- _WHAT THE EXERCISE ASKS_:
Find every line in the material below that contains the word "wheel", and copy each one in full. Match the case exactly.

- _ITEMS_:
------------------------------------------------
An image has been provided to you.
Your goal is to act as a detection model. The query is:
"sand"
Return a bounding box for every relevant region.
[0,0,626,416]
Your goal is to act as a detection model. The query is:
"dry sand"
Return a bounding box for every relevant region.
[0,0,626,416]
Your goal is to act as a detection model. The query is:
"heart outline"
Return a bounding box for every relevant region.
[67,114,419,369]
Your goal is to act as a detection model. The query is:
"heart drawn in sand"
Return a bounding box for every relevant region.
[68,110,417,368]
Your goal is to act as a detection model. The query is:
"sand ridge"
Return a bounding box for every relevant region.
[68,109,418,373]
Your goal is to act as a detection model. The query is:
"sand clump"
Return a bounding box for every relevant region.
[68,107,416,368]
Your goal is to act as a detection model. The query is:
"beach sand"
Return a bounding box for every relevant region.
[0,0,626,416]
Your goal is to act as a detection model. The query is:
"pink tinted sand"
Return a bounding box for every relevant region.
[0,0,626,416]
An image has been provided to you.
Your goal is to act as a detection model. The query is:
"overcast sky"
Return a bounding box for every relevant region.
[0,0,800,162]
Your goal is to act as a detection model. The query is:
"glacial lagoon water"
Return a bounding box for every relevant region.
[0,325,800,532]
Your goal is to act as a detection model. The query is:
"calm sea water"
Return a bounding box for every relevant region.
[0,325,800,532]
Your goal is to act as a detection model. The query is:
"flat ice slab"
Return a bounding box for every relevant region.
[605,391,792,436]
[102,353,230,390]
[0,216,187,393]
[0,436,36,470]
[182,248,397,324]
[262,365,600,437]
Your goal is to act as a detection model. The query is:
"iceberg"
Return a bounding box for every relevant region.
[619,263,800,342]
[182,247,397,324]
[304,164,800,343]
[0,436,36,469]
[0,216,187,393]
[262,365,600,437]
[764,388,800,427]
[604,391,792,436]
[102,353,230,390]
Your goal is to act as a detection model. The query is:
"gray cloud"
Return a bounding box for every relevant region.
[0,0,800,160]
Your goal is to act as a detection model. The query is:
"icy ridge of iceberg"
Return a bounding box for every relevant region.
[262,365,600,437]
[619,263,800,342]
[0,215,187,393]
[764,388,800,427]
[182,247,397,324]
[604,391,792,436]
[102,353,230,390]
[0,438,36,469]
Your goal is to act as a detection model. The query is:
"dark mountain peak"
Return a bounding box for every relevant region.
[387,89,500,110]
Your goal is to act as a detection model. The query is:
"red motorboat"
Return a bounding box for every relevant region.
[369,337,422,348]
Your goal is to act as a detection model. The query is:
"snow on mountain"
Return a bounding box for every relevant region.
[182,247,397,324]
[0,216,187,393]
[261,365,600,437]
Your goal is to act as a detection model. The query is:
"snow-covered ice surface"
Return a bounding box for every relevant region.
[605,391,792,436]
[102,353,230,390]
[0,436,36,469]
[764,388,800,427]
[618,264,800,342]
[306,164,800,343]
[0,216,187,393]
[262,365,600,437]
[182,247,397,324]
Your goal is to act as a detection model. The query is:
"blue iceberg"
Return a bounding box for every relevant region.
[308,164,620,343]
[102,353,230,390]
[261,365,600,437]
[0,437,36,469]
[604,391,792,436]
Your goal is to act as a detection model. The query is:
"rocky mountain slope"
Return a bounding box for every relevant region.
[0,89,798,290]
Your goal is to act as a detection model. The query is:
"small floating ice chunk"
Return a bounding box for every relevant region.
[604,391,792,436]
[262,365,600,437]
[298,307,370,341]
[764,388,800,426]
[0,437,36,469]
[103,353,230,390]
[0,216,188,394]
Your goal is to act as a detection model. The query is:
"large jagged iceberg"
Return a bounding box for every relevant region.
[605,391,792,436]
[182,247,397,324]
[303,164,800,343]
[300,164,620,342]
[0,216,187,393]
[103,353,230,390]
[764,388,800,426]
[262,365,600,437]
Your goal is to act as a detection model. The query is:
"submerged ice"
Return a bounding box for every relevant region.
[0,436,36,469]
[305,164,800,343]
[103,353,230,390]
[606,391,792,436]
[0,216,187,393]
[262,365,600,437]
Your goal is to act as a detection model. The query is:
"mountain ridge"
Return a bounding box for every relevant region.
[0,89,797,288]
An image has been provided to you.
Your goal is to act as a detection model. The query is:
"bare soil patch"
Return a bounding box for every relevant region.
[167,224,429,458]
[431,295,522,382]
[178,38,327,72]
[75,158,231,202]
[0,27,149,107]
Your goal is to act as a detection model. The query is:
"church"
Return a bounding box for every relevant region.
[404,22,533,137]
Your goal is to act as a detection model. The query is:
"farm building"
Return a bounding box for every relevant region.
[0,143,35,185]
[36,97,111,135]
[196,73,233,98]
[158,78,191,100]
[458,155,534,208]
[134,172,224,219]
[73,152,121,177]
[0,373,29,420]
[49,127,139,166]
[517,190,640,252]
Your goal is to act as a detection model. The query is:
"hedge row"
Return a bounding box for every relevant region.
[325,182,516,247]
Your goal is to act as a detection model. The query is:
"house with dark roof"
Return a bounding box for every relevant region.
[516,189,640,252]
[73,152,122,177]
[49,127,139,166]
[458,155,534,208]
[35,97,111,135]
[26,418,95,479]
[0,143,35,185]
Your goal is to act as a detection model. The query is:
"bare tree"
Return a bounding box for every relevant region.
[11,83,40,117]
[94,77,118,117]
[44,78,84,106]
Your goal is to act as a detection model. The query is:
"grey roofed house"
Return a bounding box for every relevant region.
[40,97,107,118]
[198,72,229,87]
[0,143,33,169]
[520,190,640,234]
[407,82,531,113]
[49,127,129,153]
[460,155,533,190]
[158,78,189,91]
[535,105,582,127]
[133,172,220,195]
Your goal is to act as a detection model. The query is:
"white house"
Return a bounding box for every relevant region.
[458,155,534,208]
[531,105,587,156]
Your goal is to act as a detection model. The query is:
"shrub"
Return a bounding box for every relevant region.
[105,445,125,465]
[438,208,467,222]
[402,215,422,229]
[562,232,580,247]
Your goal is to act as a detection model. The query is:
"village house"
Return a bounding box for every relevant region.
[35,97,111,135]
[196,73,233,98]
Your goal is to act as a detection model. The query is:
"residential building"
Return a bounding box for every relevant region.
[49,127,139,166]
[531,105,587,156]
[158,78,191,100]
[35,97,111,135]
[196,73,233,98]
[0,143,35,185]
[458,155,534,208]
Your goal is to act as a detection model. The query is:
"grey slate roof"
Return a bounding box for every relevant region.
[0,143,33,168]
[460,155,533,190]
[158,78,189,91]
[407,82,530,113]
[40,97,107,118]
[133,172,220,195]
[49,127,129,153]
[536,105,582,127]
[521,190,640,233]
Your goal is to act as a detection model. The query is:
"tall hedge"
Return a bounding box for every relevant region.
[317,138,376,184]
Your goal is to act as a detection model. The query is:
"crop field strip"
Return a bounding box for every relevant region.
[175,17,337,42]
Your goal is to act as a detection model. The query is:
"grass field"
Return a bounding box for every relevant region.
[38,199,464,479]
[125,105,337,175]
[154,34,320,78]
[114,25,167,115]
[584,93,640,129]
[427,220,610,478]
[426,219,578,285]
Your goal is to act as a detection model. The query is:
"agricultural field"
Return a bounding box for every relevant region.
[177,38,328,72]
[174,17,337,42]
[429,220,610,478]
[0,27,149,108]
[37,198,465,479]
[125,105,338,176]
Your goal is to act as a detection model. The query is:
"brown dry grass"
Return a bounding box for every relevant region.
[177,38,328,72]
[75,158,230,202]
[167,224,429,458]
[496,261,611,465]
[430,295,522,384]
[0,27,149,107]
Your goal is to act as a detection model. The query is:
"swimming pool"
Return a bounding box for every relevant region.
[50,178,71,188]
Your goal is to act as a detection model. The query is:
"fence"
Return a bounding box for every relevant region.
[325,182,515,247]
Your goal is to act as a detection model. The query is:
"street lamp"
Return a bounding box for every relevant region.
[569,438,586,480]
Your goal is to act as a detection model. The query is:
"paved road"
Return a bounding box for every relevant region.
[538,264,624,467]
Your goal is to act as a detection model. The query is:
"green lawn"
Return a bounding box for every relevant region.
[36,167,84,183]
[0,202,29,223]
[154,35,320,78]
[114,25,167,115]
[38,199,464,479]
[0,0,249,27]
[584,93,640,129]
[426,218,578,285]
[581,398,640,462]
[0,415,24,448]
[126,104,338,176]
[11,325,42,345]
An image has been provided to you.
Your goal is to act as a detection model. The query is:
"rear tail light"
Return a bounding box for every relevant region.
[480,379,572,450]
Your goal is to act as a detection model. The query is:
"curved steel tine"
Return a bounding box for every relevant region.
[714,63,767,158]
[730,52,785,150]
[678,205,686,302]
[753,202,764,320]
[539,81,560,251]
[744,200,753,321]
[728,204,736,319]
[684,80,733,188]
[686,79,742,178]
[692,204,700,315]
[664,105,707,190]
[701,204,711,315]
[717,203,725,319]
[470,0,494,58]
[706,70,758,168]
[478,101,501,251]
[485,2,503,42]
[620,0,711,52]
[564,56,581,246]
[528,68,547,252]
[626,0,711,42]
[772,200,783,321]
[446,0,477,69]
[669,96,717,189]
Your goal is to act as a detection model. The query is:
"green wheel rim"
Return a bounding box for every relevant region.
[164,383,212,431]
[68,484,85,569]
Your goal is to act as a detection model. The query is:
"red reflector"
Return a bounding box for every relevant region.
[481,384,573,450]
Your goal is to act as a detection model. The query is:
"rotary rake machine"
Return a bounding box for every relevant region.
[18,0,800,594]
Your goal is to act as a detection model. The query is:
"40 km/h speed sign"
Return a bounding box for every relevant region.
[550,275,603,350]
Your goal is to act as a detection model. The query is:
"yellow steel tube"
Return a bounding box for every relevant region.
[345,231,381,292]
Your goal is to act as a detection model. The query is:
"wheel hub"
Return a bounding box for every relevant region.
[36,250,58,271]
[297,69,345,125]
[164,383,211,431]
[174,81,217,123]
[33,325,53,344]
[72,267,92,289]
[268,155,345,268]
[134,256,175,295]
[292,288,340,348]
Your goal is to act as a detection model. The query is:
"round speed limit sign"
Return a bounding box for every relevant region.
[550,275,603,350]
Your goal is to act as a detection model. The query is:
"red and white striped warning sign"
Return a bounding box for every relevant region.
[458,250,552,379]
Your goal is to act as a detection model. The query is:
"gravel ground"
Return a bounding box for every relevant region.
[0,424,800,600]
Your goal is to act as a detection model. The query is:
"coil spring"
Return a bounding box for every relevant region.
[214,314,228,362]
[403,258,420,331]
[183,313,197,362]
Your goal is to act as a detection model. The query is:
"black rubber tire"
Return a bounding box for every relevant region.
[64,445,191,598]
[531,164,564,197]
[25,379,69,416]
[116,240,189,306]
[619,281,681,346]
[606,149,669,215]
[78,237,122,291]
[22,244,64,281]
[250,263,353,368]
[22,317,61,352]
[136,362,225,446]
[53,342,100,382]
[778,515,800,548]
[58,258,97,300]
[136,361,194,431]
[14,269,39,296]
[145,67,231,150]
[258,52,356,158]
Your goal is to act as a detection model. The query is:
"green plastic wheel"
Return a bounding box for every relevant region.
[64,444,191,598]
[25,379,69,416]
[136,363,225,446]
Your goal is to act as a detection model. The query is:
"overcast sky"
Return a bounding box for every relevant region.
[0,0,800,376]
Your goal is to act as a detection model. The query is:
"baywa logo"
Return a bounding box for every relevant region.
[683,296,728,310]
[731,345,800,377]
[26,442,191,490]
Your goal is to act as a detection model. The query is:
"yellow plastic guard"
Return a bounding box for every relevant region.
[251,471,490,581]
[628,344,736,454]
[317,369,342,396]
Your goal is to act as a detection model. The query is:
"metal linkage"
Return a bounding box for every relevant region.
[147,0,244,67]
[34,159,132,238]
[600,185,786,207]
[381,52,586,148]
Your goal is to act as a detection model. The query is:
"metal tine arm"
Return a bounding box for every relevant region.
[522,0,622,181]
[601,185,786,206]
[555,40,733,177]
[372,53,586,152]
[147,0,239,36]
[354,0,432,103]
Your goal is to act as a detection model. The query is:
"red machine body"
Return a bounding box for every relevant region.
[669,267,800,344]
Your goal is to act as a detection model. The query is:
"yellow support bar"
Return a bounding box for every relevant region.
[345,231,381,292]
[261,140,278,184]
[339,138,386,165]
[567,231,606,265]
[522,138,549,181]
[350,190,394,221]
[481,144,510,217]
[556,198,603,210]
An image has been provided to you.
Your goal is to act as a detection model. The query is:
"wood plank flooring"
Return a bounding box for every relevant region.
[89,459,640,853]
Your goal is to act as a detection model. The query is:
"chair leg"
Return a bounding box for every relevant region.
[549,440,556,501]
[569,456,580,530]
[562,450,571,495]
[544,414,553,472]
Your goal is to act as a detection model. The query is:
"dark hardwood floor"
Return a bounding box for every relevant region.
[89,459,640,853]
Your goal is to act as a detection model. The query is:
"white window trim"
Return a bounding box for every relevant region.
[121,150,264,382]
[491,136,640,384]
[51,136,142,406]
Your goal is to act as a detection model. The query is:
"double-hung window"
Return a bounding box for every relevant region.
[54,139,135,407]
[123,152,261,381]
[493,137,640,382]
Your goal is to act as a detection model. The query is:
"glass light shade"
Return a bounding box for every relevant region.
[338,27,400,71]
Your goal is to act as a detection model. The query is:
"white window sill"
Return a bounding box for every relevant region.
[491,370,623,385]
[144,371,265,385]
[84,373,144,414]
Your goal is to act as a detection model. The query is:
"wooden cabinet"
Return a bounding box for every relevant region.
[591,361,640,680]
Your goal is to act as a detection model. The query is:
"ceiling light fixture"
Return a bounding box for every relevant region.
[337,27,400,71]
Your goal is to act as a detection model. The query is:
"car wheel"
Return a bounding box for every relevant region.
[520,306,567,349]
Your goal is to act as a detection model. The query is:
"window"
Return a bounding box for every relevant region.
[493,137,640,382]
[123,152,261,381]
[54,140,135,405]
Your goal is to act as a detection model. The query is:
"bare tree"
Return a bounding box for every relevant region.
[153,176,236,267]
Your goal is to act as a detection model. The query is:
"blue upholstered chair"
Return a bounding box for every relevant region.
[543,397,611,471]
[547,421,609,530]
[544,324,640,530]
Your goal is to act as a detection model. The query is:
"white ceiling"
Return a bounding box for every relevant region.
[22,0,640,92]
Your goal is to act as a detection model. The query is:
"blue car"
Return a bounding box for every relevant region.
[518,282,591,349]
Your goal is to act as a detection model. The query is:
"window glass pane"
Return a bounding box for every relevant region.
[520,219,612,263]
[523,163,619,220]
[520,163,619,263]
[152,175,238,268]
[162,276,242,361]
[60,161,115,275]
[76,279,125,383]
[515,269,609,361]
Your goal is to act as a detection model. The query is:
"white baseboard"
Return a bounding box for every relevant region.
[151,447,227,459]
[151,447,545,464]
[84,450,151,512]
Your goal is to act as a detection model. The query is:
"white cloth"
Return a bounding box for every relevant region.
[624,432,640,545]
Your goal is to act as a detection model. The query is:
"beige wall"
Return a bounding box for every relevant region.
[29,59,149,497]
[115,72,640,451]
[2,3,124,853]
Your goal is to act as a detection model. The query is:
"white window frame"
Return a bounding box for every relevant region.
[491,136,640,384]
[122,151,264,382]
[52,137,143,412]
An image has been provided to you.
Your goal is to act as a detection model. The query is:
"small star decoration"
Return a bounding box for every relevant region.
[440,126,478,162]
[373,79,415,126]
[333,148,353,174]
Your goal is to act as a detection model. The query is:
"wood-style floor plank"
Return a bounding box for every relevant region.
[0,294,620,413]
------------------------------------------------
- _TASK SOLUTION_:
"green wheel rim"
"wheel hub"
"green plastic wheel"
"car wheel"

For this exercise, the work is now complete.